***** Input records

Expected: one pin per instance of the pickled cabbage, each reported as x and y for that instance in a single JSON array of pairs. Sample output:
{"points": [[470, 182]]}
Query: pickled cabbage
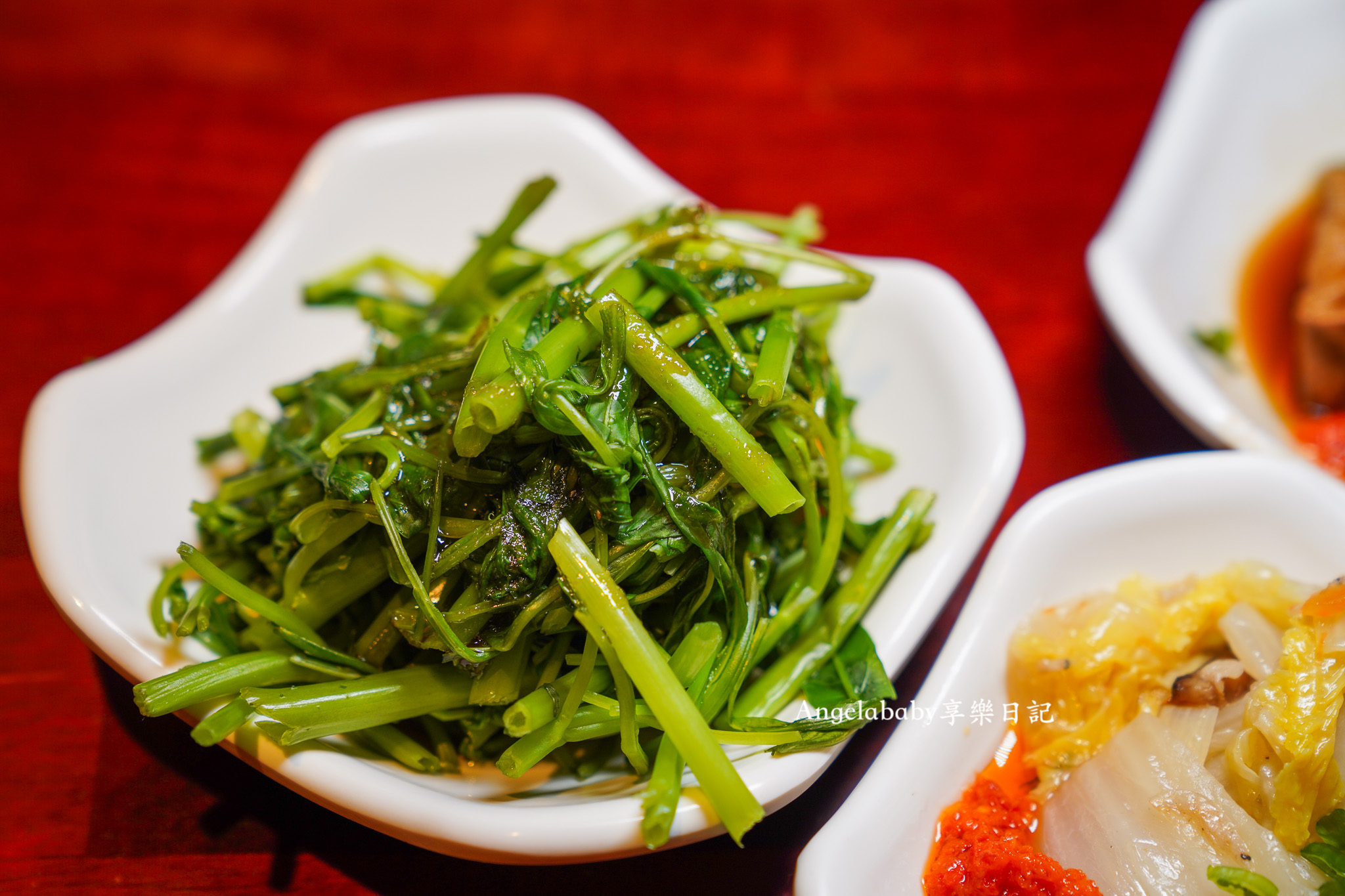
{"points": [[1103, 660], [1283, 770]]}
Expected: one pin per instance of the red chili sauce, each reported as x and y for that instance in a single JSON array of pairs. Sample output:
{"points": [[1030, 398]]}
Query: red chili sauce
{"points": [[985, 842]]}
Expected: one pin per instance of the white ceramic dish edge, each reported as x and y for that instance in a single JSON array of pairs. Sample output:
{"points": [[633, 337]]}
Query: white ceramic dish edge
{"points": [[1168, 184], [372, 793], [1165, 517]]}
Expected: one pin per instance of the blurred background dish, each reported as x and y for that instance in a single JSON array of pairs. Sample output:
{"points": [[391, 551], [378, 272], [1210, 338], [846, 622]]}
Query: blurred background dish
{"points": [[1250, 120], [1162, 517]]}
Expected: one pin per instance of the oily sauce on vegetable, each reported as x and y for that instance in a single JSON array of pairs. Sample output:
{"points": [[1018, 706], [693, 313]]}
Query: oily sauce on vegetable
{"points": [[1266, 323], [985, 843]]}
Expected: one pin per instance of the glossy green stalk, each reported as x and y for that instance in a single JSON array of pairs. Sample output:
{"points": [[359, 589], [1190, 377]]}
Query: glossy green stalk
{"points": [[396, 743], [625, 698], [217, 679], [690, 662], [680, 285], [433, 614], [250, 484], [474, 269], [361, 418], [337, 707], [535, 746], [324, 653], [643, 660], [317, 602], [665, 371], [381, 636], [470, 440], [314, 551], [242, 594], [759, 304], [500, 402], [808, 590], [841, 613], [359, 382], [464, 547], [500, 681], [222, 723], [156, 602], [795, 450], [776, 358], [539, 708]]}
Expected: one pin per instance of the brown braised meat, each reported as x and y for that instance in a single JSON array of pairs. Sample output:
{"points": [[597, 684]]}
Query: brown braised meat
{"points": [[1215, 684], [1320, 308]]}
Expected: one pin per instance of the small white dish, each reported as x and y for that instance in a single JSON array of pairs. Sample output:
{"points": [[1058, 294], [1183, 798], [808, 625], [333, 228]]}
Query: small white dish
{"points": [[1164, 517], [1250, 119], [109, 468]]}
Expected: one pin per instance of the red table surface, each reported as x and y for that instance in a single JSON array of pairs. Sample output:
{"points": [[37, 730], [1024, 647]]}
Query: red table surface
{"points": [[143, 141]]}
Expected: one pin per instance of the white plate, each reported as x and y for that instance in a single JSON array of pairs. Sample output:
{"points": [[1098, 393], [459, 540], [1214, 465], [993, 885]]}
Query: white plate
{"points": [[1165, 517], [109, 469], [1251, 114]]}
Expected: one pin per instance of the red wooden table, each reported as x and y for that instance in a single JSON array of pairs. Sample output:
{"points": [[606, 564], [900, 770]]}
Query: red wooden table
{"points": [[143, 141]]}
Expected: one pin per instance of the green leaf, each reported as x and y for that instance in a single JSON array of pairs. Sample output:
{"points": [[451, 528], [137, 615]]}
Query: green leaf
{"points": [[1328, 859], [1218, 339], [854, 673], [1331, 828], [844, 717], [1241, 882], [811, 740]]}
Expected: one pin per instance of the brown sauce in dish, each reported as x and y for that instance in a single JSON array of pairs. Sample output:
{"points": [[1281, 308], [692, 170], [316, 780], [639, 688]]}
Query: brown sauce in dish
{"points": [[1271, 281]]}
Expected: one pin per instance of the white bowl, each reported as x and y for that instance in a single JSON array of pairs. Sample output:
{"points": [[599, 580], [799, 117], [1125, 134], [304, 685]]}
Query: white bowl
{"points": [[1164, 517], [1250, 117], [109, 469]]}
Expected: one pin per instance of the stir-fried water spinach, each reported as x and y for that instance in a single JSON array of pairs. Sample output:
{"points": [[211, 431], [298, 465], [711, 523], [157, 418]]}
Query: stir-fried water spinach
{"points": [[588, 508]]}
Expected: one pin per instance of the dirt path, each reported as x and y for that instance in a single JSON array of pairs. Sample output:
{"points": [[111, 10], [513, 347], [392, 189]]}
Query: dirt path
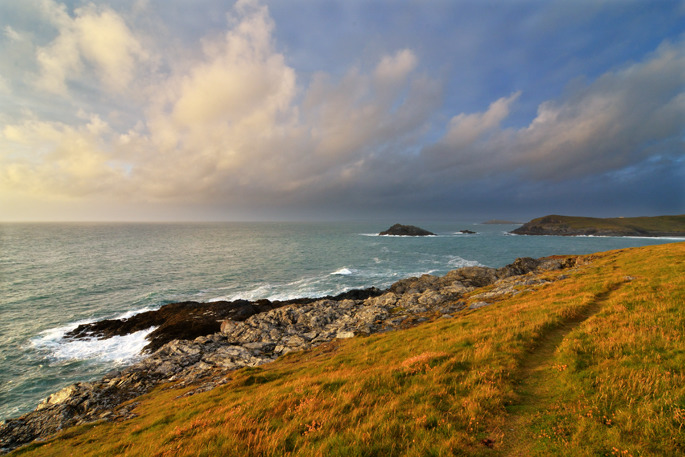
{"points": [[538, 386]]}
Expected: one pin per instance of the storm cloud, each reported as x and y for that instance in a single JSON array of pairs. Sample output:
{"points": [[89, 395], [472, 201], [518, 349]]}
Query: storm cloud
{"points": [[227, 122]]}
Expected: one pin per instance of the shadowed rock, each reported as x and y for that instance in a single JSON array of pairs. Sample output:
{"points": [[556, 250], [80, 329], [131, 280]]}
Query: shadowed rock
{"points": [[406, 230]]}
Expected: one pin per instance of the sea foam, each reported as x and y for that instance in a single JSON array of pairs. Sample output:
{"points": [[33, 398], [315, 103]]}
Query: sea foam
{"points": [[117, 349]]}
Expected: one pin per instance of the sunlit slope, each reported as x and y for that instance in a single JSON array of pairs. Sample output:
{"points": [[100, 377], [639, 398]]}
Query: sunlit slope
{"points": [[592, 364]]}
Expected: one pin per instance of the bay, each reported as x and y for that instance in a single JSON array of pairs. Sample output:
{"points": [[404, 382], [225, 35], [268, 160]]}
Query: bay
{"points": [[55, 276]]}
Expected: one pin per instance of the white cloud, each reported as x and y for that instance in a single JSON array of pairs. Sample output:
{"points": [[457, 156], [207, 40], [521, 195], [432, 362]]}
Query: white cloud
{"points": [[96, 36], [231, 124], [393, 69], [12, 34], [617, 121], [464, 129]]}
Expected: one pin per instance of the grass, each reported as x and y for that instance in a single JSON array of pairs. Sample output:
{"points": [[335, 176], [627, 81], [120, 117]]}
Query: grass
{"points": [[658, 224], [590, 365]]}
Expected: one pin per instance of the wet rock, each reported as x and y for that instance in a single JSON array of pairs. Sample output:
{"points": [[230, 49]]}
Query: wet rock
{"points": [[406, 230], [247, 334]]}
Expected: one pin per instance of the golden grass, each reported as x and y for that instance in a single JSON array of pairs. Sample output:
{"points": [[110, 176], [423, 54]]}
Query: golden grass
{"points": [[593, 364]]}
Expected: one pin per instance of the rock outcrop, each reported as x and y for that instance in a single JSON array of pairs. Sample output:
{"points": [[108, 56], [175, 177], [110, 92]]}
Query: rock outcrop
{"points": [[594, 226], [188, 320], [242, 340], [406, 230]]}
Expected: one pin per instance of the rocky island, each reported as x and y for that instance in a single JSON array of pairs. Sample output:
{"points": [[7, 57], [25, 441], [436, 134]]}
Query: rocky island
{"points": [[406, 230], [562, 355], [198, 344], [592, 226]]}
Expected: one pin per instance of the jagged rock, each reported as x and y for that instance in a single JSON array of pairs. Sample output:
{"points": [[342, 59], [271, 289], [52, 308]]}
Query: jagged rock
{"points": [[406, 230], [243, 338]]}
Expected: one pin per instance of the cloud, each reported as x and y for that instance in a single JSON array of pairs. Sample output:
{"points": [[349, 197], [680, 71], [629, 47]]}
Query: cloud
{"points": [[97, 36], [236, 126], [12, 34], [56, 160], [393, 69], [617, 121]]}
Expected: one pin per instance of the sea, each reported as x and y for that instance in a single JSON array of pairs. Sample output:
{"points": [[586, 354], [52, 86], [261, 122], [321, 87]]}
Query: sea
{"points": [[54, 277]]}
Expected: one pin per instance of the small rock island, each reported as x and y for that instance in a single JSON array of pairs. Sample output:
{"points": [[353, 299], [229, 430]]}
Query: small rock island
{"points": [[406, 230]]}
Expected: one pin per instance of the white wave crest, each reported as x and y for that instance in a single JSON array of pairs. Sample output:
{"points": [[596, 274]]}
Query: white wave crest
{"points": [[459, 262], [117, 349]]}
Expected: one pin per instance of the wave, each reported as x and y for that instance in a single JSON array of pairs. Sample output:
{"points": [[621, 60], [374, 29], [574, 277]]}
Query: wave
{"points": [[118, 350], [344, 272]]}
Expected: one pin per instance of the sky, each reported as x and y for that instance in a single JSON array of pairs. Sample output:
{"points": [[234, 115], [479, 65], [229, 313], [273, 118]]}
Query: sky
{"points": [[212, 110]]}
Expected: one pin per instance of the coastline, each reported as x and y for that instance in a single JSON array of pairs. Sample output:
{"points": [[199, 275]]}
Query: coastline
{"points": [[264, 336]]}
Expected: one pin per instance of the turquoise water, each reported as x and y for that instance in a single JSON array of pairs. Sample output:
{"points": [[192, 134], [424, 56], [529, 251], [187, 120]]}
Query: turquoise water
{"points": [[55, 276]]}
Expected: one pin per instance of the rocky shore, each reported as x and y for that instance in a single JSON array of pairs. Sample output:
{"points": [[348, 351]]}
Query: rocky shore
{"points": [[246, 334], [557, 225]]}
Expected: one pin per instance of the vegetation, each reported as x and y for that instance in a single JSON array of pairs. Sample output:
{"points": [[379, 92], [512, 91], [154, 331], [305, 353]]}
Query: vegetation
{"points": [[592, 364], [572, 225]]}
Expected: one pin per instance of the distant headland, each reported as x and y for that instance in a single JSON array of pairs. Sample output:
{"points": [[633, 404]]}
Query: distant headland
{"points": [[499, 222], [406, 230], [594, 226]]}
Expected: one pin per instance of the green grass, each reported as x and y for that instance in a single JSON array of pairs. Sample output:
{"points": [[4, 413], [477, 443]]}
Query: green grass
{"points": [[591, 365], [658, 224]]}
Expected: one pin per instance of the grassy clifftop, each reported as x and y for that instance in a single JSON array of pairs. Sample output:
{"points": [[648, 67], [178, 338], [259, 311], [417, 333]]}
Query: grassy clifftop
{"points": [[619, 226], [590, 364]]}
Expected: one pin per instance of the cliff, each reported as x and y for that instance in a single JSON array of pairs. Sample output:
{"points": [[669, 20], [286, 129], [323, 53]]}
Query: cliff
{"points": [[200, 343], [628, 226]]}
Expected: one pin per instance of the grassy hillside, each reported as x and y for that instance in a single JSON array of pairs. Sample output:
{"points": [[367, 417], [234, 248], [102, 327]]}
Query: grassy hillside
{"points": [[555, 224], [590, 365]]}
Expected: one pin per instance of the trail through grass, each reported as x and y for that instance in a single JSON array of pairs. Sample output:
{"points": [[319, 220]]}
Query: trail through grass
{"points": [[538, 384], [590, 364]]}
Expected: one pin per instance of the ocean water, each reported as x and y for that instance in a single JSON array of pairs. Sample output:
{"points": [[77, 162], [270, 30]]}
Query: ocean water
{"points": [[56, 276]]}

**********

**What to produce:**
Beginning at the line that holds "Expected: one pin per instance of the green grass, each", reproduce each line of the records above down to and including the last one.

**Result for this exercise:**
Expected: one pin per instance of the green grass, each reported as x and y for that instance in a single JSON array of pairs. Sample output:
{"points": [[4, 413], [477, 443]]}
Query: green grass
{"points": [[591, 365], [658, 224]]}
Expected: one pin per instance of the grassy clifftop, each reported as x and y for that instance in a single JSON array of pairs. Sample output:
{"points": [[648, 67], [178, 338], [259, 311], [417, 333]]}
Query: grassy clifftop
{"points": [[619, 226], [590, 364]]}
Expected: one pin per instance of the cliff, each reported as x and y for that instance in a single JSON array of pairs. Sample output:
{"points": [[669, 20], [286, 129], [323, 53]]}
Query: cliff
{"points": [[200, 343], [628, 226]]}
Expected: one pin per instance of the grassy hillside, each reported as x and y for that instance in a single JSON array of pairs. Sample output:
{"points": [[367, 417], [234, 248], [102, 327]]}
Query: grassy hillside
{"points": [[555, 224], [590, 365]]}
Expected: one pin per instance of the trail through grass, each reported as x and y for that instance in a single JSON array of pairs. Sample output:
{"points": [[319, 220]]}
Query: trail through grass
{"points": [[538, 384], [590, 364]]}
Expected: one pin per instance of the ocean water, each reported as x and y for that instance in a single JSON array of pairs. Sample output:
{"points": [[77, 162], [270, 30]]}
Query: ocean water
{"points": [[56, 276]]}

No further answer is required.